Exercise aim:
The records below need copying. Match each line exactly.

Records shown:
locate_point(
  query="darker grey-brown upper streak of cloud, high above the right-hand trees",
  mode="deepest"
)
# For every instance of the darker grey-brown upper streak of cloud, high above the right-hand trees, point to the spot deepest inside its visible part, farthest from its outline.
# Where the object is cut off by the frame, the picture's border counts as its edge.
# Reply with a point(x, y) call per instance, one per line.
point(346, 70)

Response below:
locate_point(
  query="darker grey-brown upper streak of cloud, high above the right-hand trees",
  mode="deepest"
)
# For every instance of the darker grey-brown upper streak of cloud, high above the right-hand trees, point to the spot deepest inside its visible part, farthest from its outline.
# Where the object is cut off by the frame, the picture's border counts as its edge.
# Reply with a point(x, y) call per instance, one per line.
point(346, 70)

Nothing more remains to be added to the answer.